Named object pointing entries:
^^^^
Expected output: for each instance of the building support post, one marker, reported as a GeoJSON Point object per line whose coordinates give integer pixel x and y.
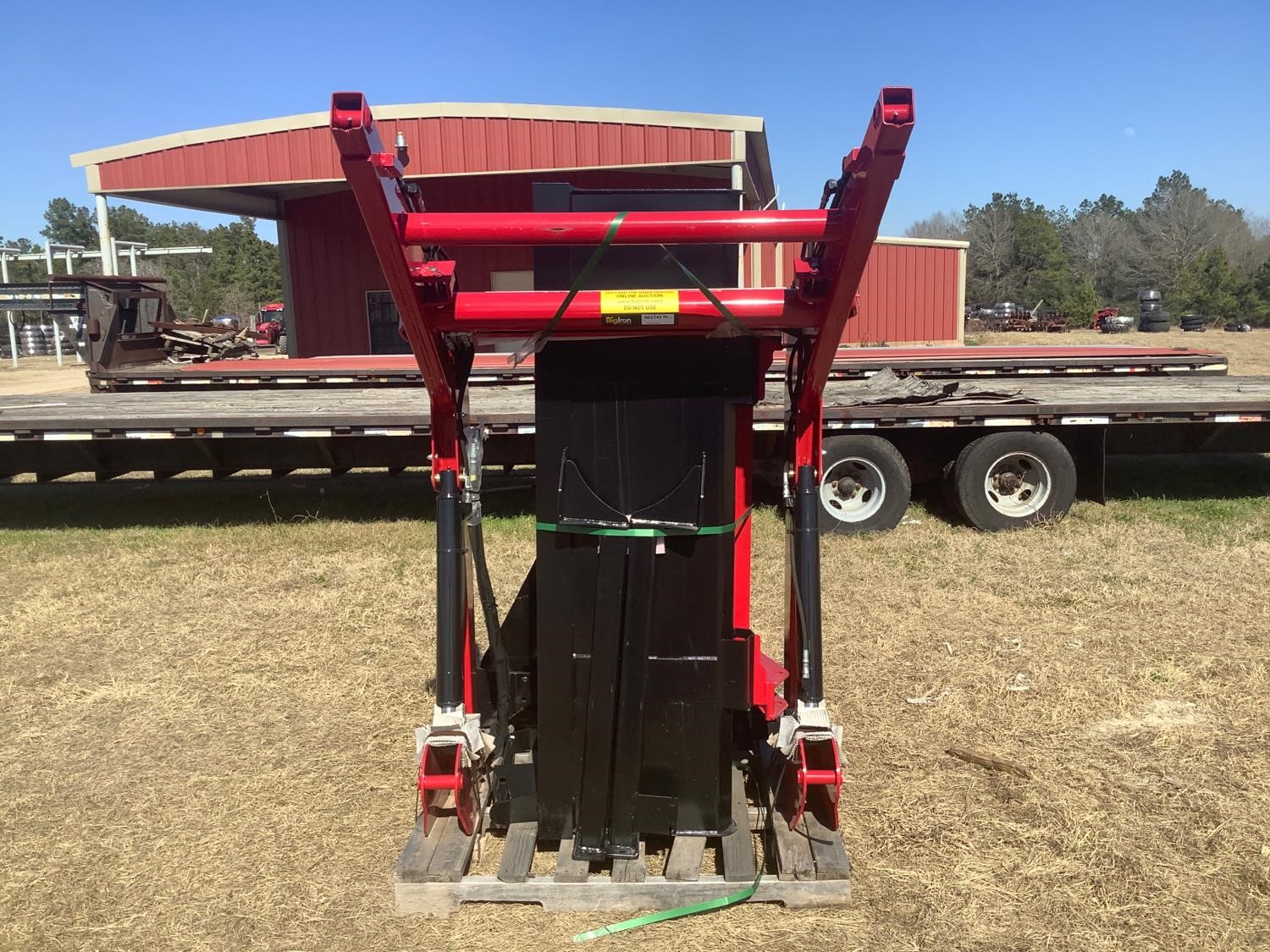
{"type": "Point", "coordinates": [13, 334]}
{"type": "Point", "coordinates": [109, 266]}
{"type": "Point", "coordinates": [289, 310]}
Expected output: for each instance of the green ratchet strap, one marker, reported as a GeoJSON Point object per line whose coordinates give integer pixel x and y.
{"type": "Point", "coordinates": [710, 296]}
{"type": "Point", "coordinates": [644, 533]}
{"type": "Point", "coordinates": [640, 922]}
{"type": "Point", "coordinates": [538, 339]}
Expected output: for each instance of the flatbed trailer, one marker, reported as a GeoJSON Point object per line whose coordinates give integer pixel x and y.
{"type": "Point", "coordinates": [335, 431]}
{"type": "Point", "coordinates": [850, 363]}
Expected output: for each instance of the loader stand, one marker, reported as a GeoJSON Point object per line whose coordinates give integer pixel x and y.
{"type": "Point", "coordinates": [625, 698]}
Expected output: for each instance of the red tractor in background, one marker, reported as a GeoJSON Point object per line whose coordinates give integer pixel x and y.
{"type": "Point", "coordinates": [269, 327]}
{"type": "Point", "coordinates": [1109, 320]}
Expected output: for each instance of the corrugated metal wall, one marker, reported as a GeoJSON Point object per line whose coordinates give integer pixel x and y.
{"type": "Point", "coordinates": [439, 146]}
{"type": "Point", "coordinates": [333, 264]}
{"type": "Point", "coordinates": [909, 294]}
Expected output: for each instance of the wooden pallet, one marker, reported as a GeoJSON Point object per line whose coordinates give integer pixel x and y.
{"type": "Point", "coordinates": [805, 867]}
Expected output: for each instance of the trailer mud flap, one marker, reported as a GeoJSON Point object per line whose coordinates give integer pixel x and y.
{"type": "Point", "coordinates": [1087, 446]}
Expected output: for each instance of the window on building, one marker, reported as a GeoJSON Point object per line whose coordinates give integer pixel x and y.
{"type": "Point", "coordinates": [384, 322]}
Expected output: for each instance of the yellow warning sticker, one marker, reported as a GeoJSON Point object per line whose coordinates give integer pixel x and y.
{"type": "Point", "coordinates": [639, 301]}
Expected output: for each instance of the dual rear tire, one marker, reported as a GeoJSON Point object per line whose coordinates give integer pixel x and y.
{"type": "Point", "coordinates": [997, 482]}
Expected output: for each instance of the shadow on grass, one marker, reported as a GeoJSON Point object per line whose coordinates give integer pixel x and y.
{"type": "Point", "coordinates": [241, 500]}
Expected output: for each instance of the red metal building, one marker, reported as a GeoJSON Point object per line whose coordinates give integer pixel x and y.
{"type": "Point", "coordinates": [472, 157]}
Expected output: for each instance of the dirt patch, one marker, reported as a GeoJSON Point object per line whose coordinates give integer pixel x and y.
{"type": "Point", "coordinates": [1156, 716]}
{"type": "Point", "coordinates": [41, 375]}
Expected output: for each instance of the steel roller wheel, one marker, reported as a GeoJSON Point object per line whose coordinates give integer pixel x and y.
{"type": "Point", "coordinates": [1011, 480]}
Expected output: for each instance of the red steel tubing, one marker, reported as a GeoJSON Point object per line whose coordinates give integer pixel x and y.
{"type": "Point", "coordinates": [637, 228]}
{"type": "Point", "coordinates": [505, 311]}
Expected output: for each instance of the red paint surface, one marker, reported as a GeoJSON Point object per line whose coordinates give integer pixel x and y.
{"type": "Point", "coordinates": [406, 363]}
{"type": "Point", "coordinates": [333, 264]}
{"type": "Point", "coordinates": [907, 294]}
^^^^
Quote, without any change, each line from the one that contains "Expected output: for each instance of the red steel" through the end of the material.

RESPONSE FOR THIS EXERCISE:
Expected output: for each instance of the red steel tubing, one marker, reported as a GeoJSON Point object per line whose coordinates give integer pixel x and y.
{"type": "Point", "coordinates": [637, 228]}
{"type": "Point", "coordinates": [505, 311]}
Expected output: for each instance of the red paint surface, one marker, reported as a GeoJSON Point object per line whose coordinates give integer pixel x and y.
{"type": "Point", "coordinates": [406, 363]}
{"type": "Point", "coordinates": [333, 264]}
{"type": "Point", "coordinates": [907, 294]}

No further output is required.